Objectif de l'exercice:
Prolongez le texte sur le tunnel sous la Manche en reprenant juste après sa dernière phrase.

Source:
══════════

Il y a, dans l'histoire des entreprises humaines, celles qui satisfont la part de rêve qui est en chacun de nous et celles qui remplissent une utilité sociale et économique. Ce sont rarement les mêmes.
- Ce qui fait le caractère exceptionnel et exemplaire du tunnel sous la Manche, c'est qu'il répond à ces deux objectifs.
- Pendant des siècles, on a rêvé d'effacer la Manche sans pouvoir le faire. Depuis un siècle, on en a rêvé sans oser le faire. En moins de dix ans, on en a rêvé, on l'a voulu, on l'a fait.
- Etait-ce donc si facile ? Sûrement pas. Chacun de ceux qui ont contribué à cet immense chantier vous dira ce qu'il a fallu de détermination, de ténacité, d'intelligence pour atteindre le but. Mais lorsque la volonté politique s'unit au génie technologique, plus rien n'est inaccessible à l'ambition humaine.
- Dès mon arrivée à la Présidence de la République, j'ai souhaité que le problème soit sérieusement posé. J'ai eu la chance de trouver, du côté britannique, dans la personne de Mme Thatcher, un interlocuteur habité par le même désir et la même obstination. Je me souviens que nous nous sommes entendus, dès le premier sommet franco-britannique, en septembre 1981 à Londres, pour demander, dans une déclaration commune, une relance des études. De cette impulsion initiale, tout a découlé.
- Je me bornerai à rappeler brièvement comment le projet devint réalité. En novembre 1984, nous décidons, avec le premier ministre britannique, que le moment est venu de franchir une nouvelle étape. Un groupe de travail franco-britannique est mandaté pour définir les conditions proposées aux participants et les engagements des deux gouvernements. Le 20 janvier 1986, nous annonçons, à Lille, le projet retenu, il s'agit de celui qui sera développé par la Société Eurotunnel. Peu après, le 12 février 1986, est signé à Cantorbéry le traité bilatéral qui sera ratifié le 29 juillet 1987. Le percement du tunnel sera achevé le 1er décembre 1990. Chacun de ces événements fut l'occasion d'une rencontre avec Mme Thatcher. Nous avons suivi pas à pas les progrès du projet. Qu'il me soit permis ici de lui rendre hommage pour la constance de son action.\
Le défi était gigantesque. Il fallait que la prouesse technique vînt seconder la décision politique pour donner, enfin, corps au vieux rêve.
- La réussite exigeait des qualités extrêmes dans l'ordre de la précision, de l'étude, de la recherche, de l'organisation, de la mobilisation des moyens les mieux adaptés pour vaincre tous les obstacles. Que de talents se sont trouvés ainsi rassemblés autour de ce projet, qu'il s'agisse du premier concepteur, de l'ingénieur, de l'ouvrier, à quelque niveau qu'il se trouve, de tous ceux qui ont mis une parcelle de leur ingéniosité et de leur savoir faire au service d'un des grands travaux de ce siècle ! A mes yeux, cette entreprise illustre l'esprit d'audace avec lequel nous devons nous tourner vers l'avenir. Si nous avons pu mener à bien ce qui paraissait une gageure, cela signifie que d'autres projets ambitieux sont à notre portée.

══════════

Extraits de données:
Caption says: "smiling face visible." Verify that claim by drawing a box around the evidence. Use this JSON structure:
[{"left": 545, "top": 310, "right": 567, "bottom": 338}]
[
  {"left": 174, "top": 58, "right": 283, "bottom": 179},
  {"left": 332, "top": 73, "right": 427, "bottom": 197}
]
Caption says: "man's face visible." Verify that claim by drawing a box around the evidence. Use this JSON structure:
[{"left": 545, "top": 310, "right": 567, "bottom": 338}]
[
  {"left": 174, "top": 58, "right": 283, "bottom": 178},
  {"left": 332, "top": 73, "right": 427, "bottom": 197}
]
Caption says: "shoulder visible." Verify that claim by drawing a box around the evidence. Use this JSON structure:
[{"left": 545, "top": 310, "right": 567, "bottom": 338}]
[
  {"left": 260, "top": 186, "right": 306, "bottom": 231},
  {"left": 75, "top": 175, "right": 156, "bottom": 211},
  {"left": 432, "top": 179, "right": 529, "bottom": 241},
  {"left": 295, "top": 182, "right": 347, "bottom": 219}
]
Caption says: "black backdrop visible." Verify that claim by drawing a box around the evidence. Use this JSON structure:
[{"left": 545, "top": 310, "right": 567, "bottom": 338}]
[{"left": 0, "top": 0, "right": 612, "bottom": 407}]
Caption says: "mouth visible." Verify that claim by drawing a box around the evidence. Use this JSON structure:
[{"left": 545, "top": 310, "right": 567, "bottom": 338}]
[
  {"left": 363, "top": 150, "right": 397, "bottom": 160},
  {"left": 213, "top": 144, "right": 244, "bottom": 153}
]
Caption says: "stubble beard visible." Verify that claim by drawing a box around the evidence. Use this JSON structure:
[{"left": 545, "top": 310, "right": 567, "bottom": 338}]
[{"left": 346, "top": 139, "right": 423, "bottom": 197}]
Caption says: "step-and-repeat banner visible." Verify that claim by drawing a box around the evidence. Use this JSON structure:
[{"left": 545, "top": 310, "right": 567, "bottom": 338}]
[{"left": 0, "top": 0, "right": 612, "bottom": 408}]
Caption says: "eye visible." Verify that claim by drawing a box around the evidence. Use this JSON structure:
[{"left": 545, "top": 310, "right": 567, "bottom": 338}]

══════════

Résultat de l'exercice:
- J'y vois donc la promesse d'un nouvel essor. Pour l'Europe d'abord qui a besoin de grands chantiers à la mesure de sa capacité d'innover, de son talent créateur, de sa richesse technologique. Les Européens ont fait ici la démonstration qu'ils sont toujours capables d'inventer, de créer des emplois et d'étonner le monde. Il leur faut poursuivre maintenant, dans d'autres lieux, suivant d'autres méthodes mais animés du même esprit que celui qui fut le nôtre.
- Les relations franco-britanniques en sortent vivifiées. C'est le signe éclatant que quand deux nations, fortes de leur identité pluriséculaire, unissent leurs ressources, elles font de grandes choses et savent préparer l'avenir.
- A l'heure du marché unique, c'est à l'échelle du continent qu'il nous faut désormais penser l'aménagement du territoire européen.
- La carte de l'Europe, sa géographie, changent sous nos yeux et la France se trouve au centre de ce nouvel ensemble.
- Avec ce tunnel et les infrastructures routières et ferroviaires qu'il va entraîner, la région Nord-Pas-de-Calais peut espérer redevenir demain ce qu'elle fut hier : le grand carrefour des échanges de l'Europe du Nord avec celle du Sud. Ce n'est pas à mes yeux le moindre des motifs de satisfaction.
- Je sais bien que ce que nous célébrons aujourd'hui comme un exploit ne sera plus pour ceux qui, dans les années à venir, franchiront ce tunnel, que quelque chose d'absolument normal et banal. Les générations futures s'étonneront sans doute qu'il ait fallu tant de temps pour assurer la continuité territoriale entre la France et l'Angleterre et mettre Londres à si peu d'heures de Paris. Ainsi en va-t-il de tout progrès humain.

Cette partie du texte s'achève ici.